In 1933, the American Press Was Proud that Hitler Adopted Its
Propaganda Methods. Nothing Has Changed 
                    
                    
                        Washington’s Blog 

Thursday, July 23, 2009
In 1933, the American advertising industry proudly and publicly boasted that 
Hitler was copying their American propaganda techniques.
After Hitler and Goebbels gave a bad name to propaganda, Freud’s nephew – 
psychologist Edward Bernays – simply re-branded propaganda as “public 
relations” and “professional journalism”.
As veteran reporter John Pilger writes:
Bernays, described as the father of the media age, was
the nephew of Sigmund Freud. “Propaganda,” he wrote, “got to be a bad
word because of the Germans . . . so what I did was to try and find
other words [such as] Public Relations.” Bernays used Freud’s theories
about control of the subconscious to promote a “mass culture” designed
to promote fear of official enemies and servility to consumerism. It
was Bernays who, on behalf of the tobacco industry, campaigned for
American women to take up smoking as an act of feminist liberation,
calling cigarettes “torches of freedom”; and it was his notion of
disinformation that was deployed in overthrowing governments, such as
Guatemala’s democracy in 1954.

————

- [Given instruction 1]
Translate this sentence from the blog post on propaganda into Spanish: "In 1933, the American advertising industry proudly and publicly boasted that Hitler was copying their American propaganda techniques."
- [Given instruction 2]
Please retype the blog post on propaganda word for word, everything from "Thursday, July 23, 2009" down to "American propaganda techniques.".

(Stored data)

————

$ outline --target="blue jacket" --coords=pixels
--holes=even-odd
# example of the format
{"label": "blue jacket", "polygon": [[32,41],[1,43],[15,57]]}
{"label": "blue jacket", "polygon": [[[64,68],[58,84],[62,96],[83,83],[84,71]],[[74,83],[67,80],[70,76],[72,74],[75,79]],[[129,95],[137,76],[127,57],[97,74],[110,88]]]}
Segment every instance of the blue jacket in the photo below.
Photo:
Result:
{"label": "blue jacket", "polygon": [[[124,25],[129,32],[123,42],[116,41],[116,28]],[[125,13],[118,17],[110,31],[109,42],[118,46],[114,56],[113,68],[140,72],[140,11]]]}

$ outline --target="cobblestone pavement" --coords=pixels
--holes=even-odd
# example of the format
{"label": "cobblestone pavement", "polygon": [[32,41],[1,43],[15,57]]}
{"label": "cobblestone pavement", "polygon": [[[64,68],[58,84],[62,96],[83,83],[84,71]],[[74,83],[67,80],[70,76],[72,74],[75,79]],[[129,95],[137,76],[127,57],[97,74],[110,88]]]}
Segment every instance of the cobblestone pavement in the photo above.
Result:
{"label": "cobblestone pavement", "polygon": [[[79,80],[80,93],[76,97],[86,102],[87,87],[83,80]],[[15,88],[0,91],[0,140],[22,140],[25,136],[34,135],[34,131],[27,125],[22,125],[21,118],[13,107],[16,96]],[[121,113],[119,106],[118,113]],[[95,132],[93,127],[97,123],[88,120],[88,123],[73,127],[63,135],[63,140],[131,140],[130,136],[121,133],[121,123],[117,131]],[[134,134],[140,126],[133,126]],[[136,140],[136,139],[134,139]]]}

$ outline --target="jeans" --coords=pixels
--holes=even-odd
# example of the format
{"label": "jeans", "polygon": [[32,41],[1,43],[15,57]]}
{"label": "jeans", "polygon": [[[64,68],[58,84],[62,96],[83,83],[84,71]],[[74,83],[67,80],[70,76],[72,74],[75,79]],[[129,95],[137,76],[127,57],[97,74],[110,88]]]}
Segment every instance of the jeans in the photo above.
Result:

————

- [Right answer 1]
En 1933, la industria publicitaria estadounidense se jactó con orgullo y públicamente de que Hitler estaba copiando sus técnicas de propaganda estadounidenses.

- [Right answer 2]
Thursday, July 23, 2009
In 1933, the American advertising industry proudly and publicly boasted that 
Hitler was copying their American propaganda techniques.